* **Extrait fourni**:
Basta mag. 5 janvier 2010 par Ivan du Roy
Tombé dans le piège de la taxe carbone version Sarkozy, le mouvement écologiste, pour ne pas s’aliéner une partie des classes populaires et moyennes en 2010, va devoir s’intéresser à trois dossiers chauds : la Sécurité sociale, les retraites et les conditions de travail.
La conférence internationale sur le climat a donc conclu cette première décennie du nouveau siècle. La présence à Copenhague des dirigeants des pays les plus puissants de la planète, dont les présidents états-uniens et russes ainsi que le Premier ministre chinois, illustre l’importance de l’enjeu. Et symbolise la prise de conscience, de plus en plus répandue ces dernières années, des questions environnementales. Longtemps confinées aux milieux militants écologistes, elles apparaissent désormais comme incontournables. Mais l’échec du sommet, par l’absence d’accord contraignant les Etats les plus pollueurs, vient paradoxalement relativiser cette prise de conscience. Si les chefs d’Etat eux-mêmes n’arrivent pas à placer l’intérêt planétaire avant celui des intérêts économiques et commerciaux, ne serait-ce pas le signe que la situation n’est pas si grave qu’on le prétend ? Tel est le message que les 192 pays présents à Copenhague ont implicitement adressé au monde, involontairement ou pas.
Triple peine écologique
Le retour du scepticisme vis-à-vis de l’écologie risque de trouver en France un terrain fertile. Premier piège : la taxe carbone. Cette mesure-phare du Grenelle de l’environnement a été retardée pour cause de trop nombreuses exonérations. C’est bien le signe que chacun n’a pas les mêmes devoirs face à la pollution qu’il émet. Son impact financier sur les particuliers sera d’abord faible (la tonne de CO2 est fixée à 17 euros mais augmentera ensuite). Le principe même de la taxe est source de grandes inégalités à venir. Ainsi, un couple très aisé sans enfant, qui surchauffe son vaste appartement à l’électricité et se déplace en 4X4, paiera moins de taxe carbone qu’un ménage d’ouvriers ou d’instituteurs avec deux enfants, dont les modestes pavillons sont chauffés au gaz ou au fioul, et qui sont obligés de recourir à leur véhicule diesel pour se rendre au boulot [1]. La raison en est simple : le gaz ou le fioul sont taxés, pas l’électricité. Plus la tonne de CO2 augmentera, plus cette inégalité s’accroîtra.

* **Données fournies**:
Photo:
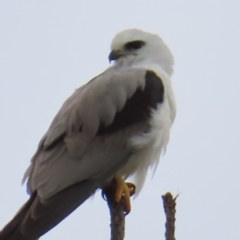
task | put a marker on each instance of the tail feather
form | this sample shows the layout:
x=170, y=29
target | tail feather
x=38, y=216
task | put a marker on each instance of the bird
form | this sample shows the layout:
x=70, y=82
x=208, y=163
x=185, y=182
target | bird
x=115, y=126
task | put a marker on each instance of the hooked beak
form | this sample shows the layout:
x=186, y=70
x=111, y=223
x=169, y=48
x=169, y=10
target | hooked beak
x=114, y=55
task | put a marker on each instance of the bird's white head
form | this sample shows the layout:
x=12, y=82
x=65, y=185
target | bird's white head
x=133, y=46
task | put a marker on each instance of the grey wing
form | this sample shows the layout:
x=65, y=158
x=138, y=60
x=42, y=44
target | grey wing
x=73, y=149
x=84, y=146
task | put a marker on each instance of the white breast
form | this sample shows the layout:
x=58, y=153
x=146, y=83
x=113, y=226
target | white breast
x=151, y=145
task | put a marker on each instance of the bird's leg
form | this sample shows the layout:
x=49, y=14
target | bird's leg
x=123, y=192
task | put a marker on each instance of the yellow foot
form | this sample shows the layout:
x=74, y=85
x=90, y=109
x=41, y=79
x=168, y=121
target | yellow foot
x=123, y=193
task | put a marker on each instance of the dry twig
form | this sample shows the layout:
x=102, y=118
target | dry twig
x=117, y=212
x=169, y=204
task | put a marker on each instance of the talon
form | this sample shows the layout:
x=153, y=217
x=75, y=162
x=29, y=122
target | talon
x=123, y=193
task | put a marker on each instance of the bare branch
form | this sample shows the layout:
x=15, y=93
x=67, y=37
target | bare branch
x=169, y=204
x=117, y=212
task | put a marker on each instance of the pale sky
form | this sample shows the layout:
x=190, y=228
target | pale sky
x=49, y=48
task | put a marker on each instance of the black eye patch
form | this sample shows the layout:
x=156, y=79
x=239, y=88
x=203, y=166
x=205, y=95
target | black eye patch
x=135, y=45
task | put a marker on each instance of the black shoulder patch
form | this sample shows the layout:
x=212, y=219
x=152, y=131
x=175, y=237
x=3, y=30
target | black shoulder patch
x=138, y=107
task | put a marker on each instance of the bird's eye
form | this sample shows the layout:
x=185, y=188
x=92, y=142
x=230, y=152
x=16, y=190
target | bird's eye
x=135, y=45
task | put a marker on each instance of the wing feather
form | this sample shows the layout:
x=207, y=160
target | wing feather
x=71, y=151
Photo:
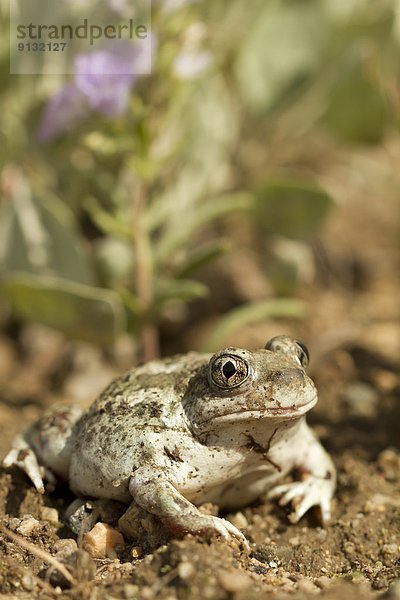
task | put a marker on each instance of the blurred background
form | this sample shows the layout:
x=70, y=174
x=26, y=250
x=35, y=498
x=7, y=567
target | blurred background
x=249, y=186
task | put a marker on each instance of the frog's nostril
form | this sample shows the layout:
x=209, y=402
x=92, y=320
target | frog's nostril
x=288, y=375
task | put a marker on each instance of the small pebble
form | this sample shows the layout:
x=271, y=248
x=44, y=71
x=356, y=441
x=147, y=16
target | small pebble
x=136, y=552
x=28, y=582
x=234, y=581
x=323, y=582
x=361, y=399
x=389, y=463
x=49, y=514
x=390, y=548
x=64, y=548
x=239, y=520
x=101, y=541
x=306, y=586
x=186, y=570
x=393, y=592
x=28, y=526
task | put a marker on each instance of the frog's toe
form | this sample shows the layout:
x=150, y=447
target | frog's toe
x=311, y=497
x=228, y=531
x=23, y=457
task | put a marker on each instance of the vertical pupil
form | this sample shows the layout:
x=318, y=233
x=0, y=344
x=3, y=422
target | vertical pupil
x=229, y=369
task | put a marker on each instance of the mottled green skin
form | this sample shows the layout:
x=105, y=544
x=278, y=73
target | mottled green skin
x=195, y=428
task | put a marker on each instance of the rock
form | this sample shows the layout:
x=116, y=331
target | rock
x=102, y=540
x=28, y=525
x=239, y=520
x=389, y=463
x=186, y=570
x=234, y=581
x=64, y=548
x=361, y=399
x=49, y=514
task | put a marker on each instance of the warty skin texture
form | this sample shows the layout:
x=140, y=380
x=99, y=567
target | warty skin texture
x=178, y=432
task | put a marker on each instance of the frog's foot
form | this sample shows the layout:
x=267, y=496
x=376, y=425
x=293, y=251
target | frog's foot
x=22, y=456
x=313, y=491
x=226, y=530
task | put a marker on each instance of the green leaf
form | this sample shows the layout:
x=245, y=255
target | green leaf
x=202, y=215
x=41, y=237
x=180, y=290
x=252, y=313
x=81, y=311
x=357, y=109
x=292, y=209
x=283, y=46
x=202, y=257
x=106, y=221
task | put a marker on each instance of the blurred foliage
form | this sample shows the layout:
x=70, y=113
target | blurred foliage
x=102, y=229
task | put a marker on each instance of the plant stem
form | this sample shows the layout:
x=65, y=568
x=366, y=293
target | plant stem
x=144, y=274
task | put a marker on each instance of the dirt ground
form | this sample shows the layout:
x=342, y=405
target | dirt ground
x=353, y=332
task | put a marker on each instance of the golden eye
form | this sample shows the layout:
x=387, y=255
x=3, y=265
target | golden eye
x=228, y=371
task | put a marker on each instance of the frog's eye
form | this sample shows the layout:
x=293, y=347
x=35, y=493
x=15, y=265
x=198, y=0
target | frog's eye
x=290, y=347
x=228, y=371
x=302, y=354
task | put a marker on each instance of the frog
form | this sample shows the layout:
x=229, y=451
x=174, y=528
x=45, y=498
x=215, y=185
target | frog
x=176, y=433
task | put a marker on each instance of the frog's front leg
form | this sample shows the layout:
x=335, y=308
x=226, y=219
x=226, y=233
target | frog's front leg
x=157, y=495
x=318, y=477
x=44, y=449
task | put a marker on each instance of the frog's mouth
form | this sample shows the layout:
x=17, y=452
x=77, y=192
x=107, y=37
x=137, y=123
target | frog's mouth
x=277, y=413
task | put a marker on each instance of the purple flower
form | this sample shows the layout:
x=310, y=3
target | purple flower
x=62, y=111
x=102, y=82
x=106, y=80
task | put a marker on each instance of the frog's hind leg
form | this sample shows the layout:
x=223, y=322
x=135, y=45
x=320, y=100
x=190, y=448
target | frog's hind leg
x=44, y=449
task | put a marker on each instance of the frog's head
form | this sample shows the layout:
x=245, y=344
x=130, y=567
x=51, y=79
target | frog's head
x=239, y=385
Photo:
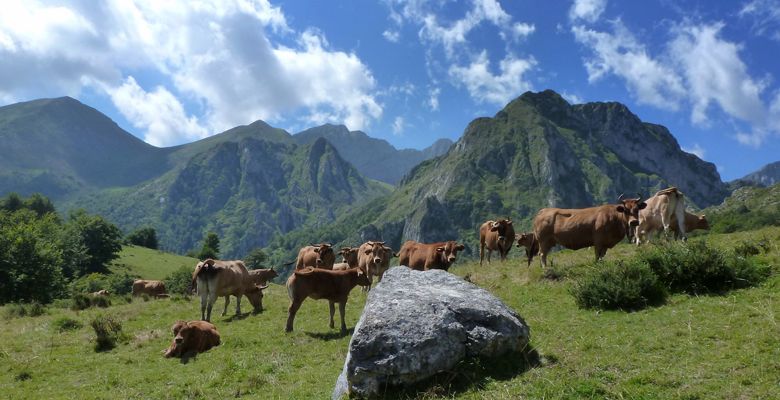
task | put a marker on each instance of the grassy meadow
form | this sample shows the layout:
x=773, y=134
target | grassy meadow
x=693, y=347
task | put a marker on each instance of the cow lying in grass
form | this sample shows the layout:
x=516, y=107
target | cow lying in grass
x=193, y=337
x=318, y=283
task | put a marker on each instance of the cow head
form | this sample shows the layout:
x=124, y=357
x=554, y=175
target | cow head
x=255, y=296
x=325, y=254
x=449, y=252
x=525, y=239
x=349, y=255
x=502, y=227
x=378, y=252
x=630, y=209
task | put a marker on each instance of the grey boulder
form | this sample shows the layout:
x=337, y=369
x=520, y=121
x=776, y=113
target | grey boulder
x=416, y=324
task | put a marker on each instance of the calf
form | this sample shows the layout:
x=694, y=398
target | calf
x=317, y=283
x=664, y=210
x=316, y=255
x=151, y=288
x=528, y=240
x=422, y=257
x=496, y=235
x=190, y=338
x=374, y=258
x=225, y=278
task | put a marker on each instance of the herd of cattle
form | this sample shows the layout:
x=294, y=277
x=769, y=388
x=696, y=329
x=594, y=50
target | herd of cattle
x=318, y=276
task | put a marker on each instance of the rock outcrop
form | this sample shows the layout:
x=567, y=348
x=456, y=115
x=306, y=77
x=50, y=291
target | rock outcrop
x=417, y=324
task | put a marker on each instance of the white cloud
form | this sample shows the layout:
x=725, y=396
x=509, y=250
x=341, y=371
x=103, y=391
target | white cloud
x=392, y=36
x=217, y=54
x=433, y=98
x=765, y=17
x=484, y=86
x=587, y=10
x=650, y=80
x=696, y=150
x=398, y=126
x=714, y=73
x=158, y=113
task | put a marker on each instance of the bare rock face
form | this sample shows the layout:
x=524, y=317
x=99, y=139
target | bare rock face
x=416, y=324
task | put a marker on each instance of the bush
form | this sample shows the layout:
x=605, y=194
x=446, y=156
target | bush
x=18, y=310
x=80, y=301
x=108, y=331
x=63, y=324
x=629, y=285
x=693, y=268
x=179, y=281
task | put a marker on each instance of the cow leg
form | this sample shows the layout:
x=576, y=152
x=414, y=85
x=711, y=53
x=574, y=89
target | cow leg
x=238, y=304
x=332, y=308
x=294, y=306
x=227, y=301
x=342, y=307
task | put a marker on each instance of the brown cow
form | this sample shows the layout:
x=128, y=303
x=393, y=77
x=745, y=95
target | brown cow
x=317, y=283
x=151, y=288
x=225, y=278
x=374, y=258
x=316, y=255
x=692, y=222
x=664, y=210
x=422, y=257
x=190, y=338
x=528, y=240
x=601, y=227
x=496, y=235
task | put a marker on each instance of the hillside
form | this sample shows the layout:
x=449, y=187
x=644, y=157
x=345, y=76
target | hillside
x=768, y=175
x=60, y=146
x=713, y=347
x=374, y=158
x=539, y=151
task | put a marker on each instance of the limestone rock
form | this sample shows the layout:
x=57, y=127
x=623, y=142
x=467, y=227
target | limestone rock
x=416, y=324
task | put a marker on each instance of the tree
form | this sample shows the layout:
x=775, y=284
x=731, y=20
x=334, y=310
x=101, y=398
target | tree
x=145, y=237
x=101, y=239
x=210, y=248
x=255, y=259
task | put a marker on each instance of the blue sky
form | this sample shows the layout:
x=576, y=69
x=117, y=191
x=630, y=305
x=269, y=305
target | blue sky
x=408, y=72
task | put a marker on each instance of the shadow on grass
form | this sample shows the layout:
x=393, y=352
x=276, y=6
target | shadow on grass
x=470, y=374
x=330, y=335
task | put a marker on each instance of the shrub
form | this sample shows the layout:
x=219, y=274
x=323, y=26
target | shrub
x=625, y=285
x=108, y=331
x=63, y=324
x=179, y=281
x=693, y=267
x=80, y=301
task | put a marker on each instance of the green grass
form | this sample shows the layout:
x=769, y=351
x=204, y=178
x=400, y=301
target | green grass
x=148, y=263
x=717, y=346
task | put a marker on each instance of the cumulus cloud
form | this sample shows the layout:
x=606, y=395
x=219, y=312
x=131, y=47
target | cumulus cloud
x=398, y=126
x=485, y=86
x=220, y=55
x=619, y=53
x=764, y=16
x=587, y=10
x=697, y=68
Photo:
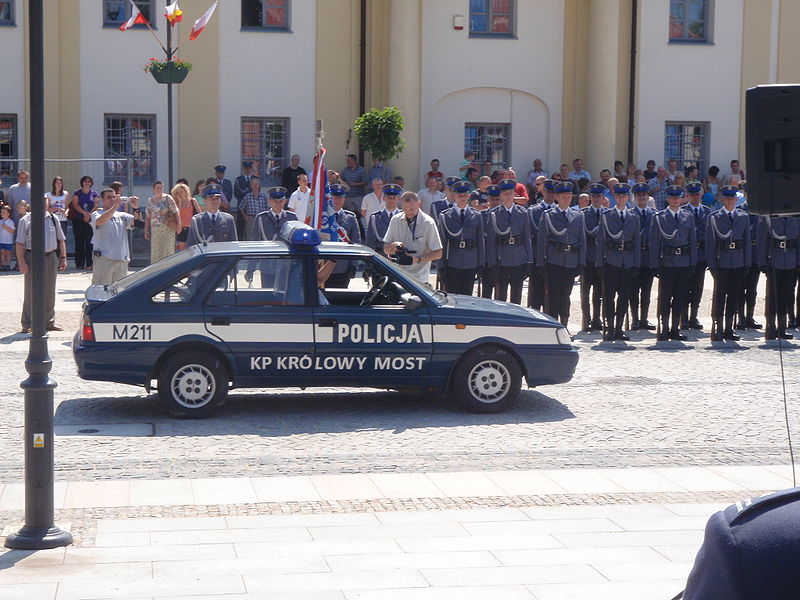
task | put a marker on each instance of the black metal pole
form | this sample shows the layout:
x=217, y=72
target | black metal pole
x=170, y=148
x=39, y=531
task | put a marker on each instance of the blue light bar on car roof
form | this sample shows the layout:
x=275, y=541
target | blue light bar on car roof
x=296, y=233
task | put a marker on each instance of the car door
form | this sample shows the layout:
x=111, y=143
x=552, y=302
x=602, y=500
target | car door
x=259, y=311
x=383, y=344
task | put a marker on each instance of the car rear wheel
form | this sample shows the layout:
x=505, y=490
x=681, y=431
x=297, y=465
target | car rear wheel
x=192, y=385
x=486, y=380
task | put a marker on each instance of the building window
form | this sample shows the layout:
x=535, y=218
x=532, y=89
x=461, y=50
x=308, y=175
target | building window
x=687, y=143
x=489, y=141
x=491, y=17
x=130, y=139
x=689, y=21
x=265, y=141
x=271, y=15
x=116, y=12
x=7, y=13
x=8, y=147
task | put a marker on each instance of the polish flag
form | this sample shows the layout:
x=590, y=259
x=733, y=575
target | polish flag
x=201, y=23
x=137, y=18
x=173, y=13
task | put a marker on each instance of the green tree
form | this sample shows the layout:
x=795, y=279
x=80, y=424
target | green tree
x=378, y=132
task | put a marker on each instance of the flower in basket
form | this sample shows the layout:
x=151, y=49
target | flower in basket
x=156, y=65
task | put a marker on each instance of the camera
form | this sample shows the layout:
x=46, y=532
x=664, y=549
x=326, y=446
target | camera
x=403, y=256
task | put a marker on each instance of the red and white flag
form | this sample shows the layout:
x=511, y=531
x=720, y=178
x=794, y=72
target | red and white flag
x=173, y=13
x=137, y=18
x=201, y=23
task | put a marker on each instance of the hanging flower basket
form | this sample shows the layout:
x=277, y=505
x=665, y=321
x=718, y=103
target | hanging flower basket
x=168, y=71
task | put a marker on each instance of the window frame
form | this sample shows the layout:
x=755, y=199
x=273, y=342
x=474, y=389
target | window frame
x=708, y=20
x=11, y=21
x=287, y=28
x=126, y=8
x=260, y=161
x=480, y=155
x=145, y=179
x=512, y=16
x=683, y=162
x=13, y=158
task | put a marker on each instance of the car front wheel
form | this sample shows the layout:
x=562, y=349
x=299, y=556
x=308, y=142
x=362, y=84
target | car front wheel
x=486, y=380
x=192, y=385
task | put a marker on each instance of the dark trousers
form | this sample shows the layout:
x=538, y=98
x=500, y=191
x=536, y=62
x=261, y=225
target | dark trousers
x=510, y=276
x=725, y=300
x=695, y=292
x=489, y=281
x=641, y=287
x=672, y=286
x=591, y=295
x=616, y=294
x=559, y=287
x=537, y=289
x=747, y=297
x=779, y=296
x=83, y=242
x=461, y=281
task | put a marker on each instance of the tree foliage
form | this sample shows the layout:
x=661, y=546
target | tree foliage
x=378, y=132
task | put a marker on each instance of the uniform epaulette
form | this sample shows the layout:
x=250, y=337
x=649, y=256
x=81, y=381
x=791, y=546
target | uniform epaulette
x=760, y=504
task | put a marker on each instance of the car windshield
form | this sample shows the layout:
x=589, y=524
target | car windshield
x=155, y=269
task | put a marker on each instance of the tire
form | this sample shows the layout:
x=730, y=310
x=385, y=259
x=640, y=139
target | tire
x=486, y=380
x=192, y=384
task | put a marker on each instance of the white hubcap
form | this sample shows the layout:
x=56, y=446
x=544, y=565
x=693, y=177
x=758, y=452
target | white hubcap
x=193, y=386
x=489, y=381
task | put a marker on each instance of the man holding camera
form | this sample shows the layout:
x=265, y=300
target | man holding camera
x=412, y=239
x=110, y=239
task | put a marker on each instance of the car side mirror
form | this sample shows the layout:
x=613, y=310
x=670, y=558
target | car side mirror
x=411, y=301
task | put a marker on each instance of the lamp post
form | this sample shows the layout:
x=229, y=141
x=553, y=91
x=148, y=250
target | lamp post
x=39, y=531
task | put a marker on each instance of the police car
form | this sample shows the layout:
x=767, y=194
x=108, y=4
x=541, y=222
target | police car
x=252, y=315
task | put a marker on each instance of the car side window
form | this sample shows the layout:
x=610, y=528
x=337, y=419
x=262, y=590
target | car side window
x=183, y=289
x=270, y=281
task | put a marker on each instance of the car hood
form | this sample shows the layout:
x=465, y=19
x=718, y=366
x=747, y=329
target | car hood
x=495, y=307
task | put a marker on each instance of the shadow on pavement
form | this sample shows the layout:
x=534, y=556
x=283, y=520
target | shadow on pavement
x=272, y=414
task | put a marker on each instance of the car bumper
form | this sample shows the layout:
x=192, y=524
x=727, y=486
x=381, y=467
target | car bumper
x=550, y=365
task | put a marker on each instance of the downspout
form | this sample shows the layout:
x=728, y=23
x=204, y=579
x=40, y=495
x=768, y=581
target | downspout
x=632, y=78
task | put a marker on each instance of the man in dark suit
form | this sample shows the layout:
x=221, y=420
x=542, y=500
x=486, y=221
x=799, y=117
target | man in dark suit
x=211, y=225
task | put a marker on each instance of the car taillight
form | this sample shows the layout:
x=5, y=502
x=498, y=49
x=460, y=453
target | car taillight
x=87, y=330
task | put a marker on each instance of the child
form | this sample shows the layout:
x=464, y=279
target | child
x=7, y=230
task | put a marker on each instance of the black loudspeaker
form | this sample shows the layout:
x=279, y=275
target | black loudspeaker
x=772, y=133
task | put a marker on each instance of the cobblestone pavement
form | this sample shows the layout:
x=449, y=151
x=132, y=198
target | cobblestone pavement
x=629, y=405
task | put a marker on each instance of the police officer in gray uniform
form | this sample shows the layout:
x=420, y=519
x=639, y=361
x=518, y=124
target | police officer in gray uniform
x=212, y=225
x=777, y=248
x=489, y=279
x=728, y=251
x=509, y=242
x=562, y=250
x=673, y=256
x=537, y=289
x=643, y=278
x=268, y=224
x=751, y=550
x=463, y=240
x=379, y=221
x=700, y=213
x=344, y=270
x=591, y=280
x=619, y=241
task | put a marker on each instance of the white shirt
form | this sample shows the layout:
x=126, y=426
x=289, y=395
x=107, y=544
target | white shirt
x=371, y=203
x=298, y=202
x=423, y=239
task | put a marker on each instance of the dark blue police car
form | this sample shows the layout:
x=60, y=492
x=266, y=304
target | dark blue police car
x=252, y=314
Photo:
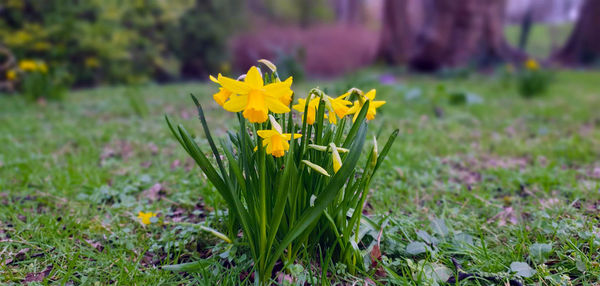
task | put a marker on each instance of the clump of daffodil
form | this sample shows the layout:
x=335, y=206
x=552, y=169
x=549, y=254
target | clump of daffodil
x=532, y=64
x=358, y=104
x=275, y=140
x=336, y=107
x=145, y=218
x=254, y=98
x=293, y=196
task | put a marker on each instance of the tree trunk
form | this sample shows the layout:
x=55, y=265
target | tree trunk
x=455, y=33
x=583, y=46
x=402, y=20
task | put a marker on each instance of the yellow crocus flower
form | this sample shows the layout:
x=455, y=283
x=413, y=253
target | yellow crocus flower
x=254, y=98
x=276, y=141
x=42, y=67
x=28, y=65
x=358, y=104
x=11, y=75
x=145, y=217
x=532, y=64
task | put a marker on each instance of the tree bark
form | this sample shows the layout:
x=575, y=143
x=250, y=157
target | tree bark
x=402, y=20
x=446, y=33
x=583, y=46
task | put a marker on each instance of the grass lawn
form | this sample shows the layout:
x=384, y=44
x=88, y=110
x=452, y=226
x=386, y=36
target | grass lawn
x=467, y=190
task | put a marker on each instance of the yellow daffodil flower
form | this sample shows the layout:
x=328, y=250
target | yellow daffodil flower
x=42, y=67
x=311, y=112
x=532, y=64
x=338, y=107
x=275, y=141
x=355, y=109
x=223, y=95
x=11, y=75
x=28, y=65
x=145, y=217
x=254, y=98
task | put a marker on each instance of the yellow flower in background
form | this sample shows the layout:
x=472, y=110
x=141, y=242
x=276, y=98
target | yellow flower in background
x=254, y=98
x=223, y=95
x=276, y=141
x=11, y=75
x=28, y=65
x=355, y=109
x=311, y=112
x=510, y=68
x=532, y=64
x=42, y=46
x=145, y=217
x=42, y=67
x=92, y=62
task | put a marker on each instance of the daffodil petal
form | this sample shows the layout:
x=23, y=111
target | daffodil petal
x=279, y=89
x=376, y=104
x=253, y=78
x=266, y=133
x=275, y=105
x=371, y=94
x=233, y=85
x=236, y=103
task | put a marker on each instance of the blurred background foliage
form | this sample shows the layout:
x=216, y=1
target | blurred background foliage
x=113, y=41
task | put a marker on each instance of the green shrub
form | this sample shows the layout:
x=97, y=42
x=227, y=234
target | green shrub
x=35, y=80
x=532, y=80
x=111, y=41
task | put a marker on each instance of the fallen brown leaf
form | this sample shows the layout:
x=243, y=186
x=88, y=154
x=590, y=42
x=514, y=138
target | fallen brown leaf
x=39, y=276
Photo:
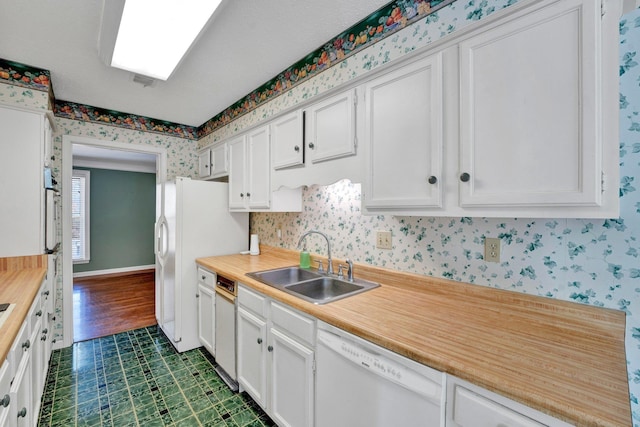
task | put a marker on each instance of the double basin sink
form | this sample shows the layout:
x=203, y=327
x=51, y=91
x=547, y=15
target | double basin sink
x=311, y=285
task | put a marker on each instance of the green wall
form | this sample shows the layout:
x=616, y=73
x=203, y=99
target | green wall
x=122, y=215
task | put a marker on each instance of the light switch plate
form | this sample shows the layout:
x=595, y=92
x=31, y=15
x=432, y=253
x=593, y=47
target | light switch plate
x=383, y=239
x=491, y=249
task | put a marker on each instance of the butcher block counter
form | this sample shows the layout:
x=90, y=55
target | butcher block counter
x=20, y=280
x=561, y=358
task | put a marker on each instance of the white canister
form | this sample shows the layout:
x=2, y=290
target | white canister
x=254, y=246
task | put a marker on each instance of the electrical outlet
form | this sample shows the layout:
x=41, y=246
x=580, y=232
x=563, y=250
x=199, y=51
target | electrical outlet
x=383, y=239
x=491, y=249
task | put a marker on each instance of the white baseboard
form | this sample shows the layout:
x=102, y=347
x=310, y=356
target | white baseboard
x=114, y=270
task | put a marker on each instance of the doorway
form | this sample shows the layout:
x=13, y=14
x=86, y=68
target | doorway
x=126, y=154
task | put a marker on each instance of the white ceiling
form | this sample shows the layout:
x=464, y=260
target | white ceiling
x=248, y=43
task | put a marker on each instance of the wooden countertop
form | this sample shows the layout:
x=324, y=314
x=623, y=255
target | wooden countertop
x=20, y=280
x=562, y=358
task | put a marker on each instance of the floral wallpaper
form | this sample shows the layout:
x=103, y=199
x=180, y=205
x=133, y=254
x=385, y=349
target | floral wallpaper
x=88, y=113
x=380, y=24
x=592, y=262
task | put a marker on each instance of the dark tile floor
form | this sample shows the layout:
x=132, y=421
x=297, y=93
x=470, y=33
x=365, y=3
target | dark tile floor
x=136, y=378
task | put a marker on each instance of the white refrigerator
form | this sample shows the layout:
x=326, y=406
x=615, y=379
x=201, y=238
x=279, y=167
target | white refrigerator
x=193, y=222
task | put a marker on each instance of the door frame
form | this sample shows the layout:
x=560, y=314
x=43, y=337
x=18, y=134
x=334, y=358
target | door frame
x=67, y=171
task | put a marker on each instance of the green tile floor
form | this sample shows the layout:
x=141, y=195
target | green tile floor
x=136, y=378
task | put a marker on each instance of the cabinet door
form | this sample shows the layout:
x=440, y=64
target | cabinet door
x=219, y=161
x=37, y=357
x=330, y=127
x=292, y=382
x=237, y=173
x=404, y=137
x=204, y=164
x=252, y=359
x=529, y=110
x=288, y=144
x=20, y=394
x=259, y=159
x=5, y=398
x=206, y=318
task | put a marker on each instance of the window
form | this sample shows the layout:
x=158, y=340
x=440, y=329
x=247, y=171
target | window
x=80, y=216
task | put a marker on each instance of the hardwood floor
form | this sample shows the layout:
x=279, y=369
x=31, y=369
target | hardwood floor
x=113, y=303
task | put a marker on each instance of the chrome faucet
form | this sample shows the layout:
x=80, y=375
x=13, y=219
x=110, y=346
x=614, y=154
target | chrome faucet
x=330, y=266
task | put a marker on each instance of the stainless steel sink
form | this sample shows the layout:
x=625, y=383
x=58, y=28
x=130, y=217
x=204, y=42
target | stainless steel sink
x=309, y=285
x=284, y=276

* **Consigne de travail**:
Selon l'extrait fourni, à quel montant la tonne de CO2 est-elle fixée pour la taxe carbone ? Appuyez-vous uniquement sur l'extrait fourni.

* **Réponse attendue**:
Elle est fixée à 17 euros.